* [Exercise]
In the data from its first line up to and including the line with "point(779, 451)", swap "white van" for "delivery van" and return only those lines, with nothing else changed.

* [Information provided]

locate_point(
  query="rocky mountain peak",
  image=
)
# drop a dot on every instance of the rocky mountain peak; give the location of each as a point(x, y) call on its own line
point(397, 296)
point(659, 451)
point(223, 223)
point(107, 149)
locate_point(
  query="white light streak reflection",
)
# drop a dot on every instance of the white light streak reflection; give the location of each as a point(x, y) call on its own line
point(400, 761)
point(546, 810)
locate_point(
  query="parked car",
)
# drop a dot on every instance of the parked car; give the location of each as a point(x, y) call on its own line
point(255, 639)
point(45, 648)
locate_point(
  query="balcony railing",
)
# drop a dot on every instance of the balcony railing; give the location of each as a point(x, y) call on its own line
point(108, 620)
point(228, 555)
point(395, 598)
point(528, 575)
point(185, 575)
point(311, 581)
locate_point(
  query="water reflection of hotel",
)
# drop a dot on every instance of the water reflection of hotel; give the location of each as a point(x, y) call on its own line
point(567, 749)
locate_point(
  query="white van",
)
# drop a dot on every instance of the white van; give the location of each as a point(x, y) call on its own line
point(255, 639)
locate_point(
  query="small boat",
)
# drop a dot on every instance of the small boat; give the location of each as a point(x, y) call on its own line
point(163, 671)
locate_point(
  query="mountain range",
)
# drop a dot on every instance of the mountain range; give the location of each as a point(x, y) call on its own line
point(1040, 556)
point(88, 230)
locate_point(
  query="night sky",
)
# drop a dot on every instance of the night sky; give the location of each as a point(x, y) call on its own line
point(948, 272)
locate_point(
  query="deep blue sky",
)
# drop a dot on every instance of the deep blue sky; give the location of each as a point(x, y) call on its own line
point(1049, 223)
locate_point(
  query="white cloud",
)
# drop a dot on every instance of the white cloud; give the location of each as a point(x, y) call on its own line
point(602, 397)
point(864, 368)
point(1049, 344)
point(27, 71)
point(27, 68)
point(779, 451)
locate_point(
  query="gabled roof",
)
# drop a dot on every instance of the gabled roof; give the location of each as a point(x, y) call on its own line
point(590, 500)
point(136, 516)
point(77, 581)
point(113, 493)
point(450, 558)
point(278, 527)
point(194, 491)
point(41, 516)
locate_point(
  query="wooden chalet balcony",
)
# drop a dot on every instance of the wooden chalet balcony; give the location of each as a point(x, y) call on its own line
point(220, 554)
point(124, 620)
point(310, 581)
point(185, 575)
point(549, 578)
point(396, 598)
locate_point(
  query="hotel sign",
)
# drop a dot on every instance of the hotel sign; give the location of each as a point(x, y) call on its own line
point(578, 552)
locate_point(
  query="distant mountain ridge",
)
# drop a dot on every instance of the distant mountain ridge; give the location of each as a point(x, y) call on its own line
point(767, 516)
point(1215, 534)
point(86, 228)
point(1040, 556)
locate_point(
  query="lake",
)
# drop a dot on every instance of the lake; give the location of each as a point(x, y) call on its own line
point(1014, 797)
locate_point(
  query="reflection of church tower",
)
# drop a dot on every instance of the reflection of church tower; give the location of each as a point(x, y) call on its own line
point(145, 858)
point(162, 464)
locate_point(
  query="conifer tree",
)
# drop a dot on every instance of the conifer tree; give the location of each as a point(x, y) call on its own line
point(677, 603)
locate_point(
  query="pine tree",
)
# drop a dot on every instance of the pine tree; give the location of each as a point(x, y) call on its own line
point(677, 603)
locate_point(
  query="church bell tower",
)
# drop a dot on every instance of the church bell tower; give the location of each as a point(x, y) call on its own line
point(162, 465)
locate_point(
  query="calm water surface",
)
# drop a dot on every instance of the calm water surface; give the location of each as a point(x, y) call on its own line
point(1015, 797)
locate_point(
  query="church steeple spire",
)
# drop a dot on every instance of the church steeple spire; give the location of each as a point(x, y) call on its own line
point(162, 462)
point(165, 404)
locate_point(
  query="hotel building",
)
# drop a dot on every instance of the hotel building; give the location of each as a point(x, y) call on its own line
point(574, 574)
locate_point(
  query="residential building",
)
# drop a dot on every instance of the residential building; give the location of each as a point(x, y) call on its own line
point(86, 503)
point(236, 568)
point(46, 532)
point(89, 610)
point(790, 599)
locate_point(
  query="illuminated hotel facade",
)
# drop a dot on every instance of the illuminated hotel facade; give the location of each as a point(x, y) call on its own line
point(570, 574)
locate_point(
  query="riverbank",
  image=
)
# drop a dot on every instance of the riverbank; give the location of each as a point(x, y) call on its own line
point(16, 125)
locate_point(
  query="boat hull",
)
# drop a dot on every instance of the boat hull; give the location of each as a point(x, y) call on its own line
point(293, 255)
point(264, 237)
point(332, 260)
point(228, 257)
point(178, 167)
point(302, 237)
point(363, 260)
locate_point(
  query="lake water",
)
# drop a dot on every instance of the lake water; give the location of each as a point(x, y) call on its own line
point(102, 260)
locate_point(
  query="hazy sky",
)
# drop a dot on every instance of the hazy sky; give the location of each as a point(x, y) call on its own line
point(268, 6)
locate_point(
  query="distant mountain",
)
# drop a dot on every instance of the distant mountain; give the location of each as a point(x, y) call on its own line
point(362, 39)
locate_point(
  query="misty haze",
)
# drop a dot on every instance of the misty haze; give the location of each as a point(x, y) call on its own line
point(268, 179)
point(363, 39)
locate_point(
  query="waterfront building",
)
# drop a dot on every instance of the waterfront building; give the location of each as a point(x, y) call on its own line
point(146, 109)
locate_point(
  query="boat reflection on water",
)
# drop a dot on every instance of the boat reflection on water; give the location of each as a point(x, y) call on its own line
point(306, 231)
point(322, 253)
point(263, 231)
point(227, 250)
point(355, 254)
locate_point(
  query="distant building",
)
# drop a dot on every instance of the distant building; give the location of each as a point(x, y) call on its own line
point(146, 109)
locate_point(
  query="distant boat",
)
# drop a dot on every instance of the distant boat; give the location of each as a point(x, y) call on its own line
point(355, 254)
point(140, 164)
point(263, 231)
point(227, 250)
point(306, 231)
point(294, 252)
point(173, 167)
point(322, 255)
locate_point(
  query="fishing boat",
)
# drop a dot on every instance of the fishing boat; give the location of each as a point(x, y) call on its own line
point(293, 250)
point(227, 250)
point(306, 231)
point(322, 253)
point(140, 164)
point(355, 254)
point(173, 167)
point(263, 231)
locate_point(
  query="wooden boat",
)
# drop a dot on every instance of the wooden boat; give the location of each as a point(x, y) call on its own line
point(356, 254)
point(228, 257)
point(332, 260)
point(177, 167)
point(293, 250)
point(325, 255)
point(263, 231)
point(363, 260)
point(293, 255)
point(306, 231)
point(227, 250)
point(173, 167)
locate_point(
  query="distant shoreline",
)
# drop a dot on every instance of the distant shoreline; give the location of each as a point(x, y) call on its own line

* [Reply to the task]
locate_point(
  query="rocky mountain peak",
  image=
)
# drop a dot on every instance of the rocky mountain peak; give the location of each as a point(x, y) call on its own line
point(397, 296)
point(659, 451)
point(223, 223)
point(107, 149)
locate_point(
  query="white light streak reflection",
)
# drop a dot on every instance of the white light streak reflection; give the location of each as a point(x, y) call on its own line
point(400, 761)
point(546, 810)
locate_point(
  query="parked car",
)
# drop a dot on every instance of the parked car; give the location of each as a point(x, y) call on its own line
point(255, 639)
point(45, 648)
locate_point(
  query="balcony railing",
)
# drop a dot on every instance of the balcony railing; give the location of each as a point(x, y) call on its own line
point(108, 620)
point(228, 555)
point(395, 598)
point(528, 575)
point(185, 575)
point(311, 581)
locate_point(
  query="water reflection of hotel",
)
# drop a dot on every instance of the water reflection of hotel; give the location of each as a point(x, y) call on its own line
point(567, 749)
locate_point(
  query="delivery van",
)
# drop a dot on every instance of the delivery van; give the location of each as a point(x, y) call on its own line
point(255, 639)
locate_point(
  query="small boat",
)
# drop a dot on every instance of the small boat; give the location of each as a point(x, y) call on its own line
point(163, 671)
locate_point(
  query="mountain range",
)
# drop a dot on every instance of the mountain range; give the location of each as a point(x, y) call on its own line
point(1040, 556)
point(88, 230)
locate_point(
  query="night sky",
)
# drop a dot on every instance of the night sky; give the location of each as a point(x, y) call on its own line
point(948, 272)
locate_point(
  query="deep blue sky",
)
# drop a dot on every instance of the deep blue sky; give the location of each as a point(x, y) call on its own line
point(1049, 223)
locate_point(
  query="white cloud",
)
# drop a dot on every instance of the white cloud; give the location of each as a point(x, y) call on its own line
point(602, 397)
point(864, 368)
point(1049, 344)
point(27, 71)
point(27, 68)
point(779, 451)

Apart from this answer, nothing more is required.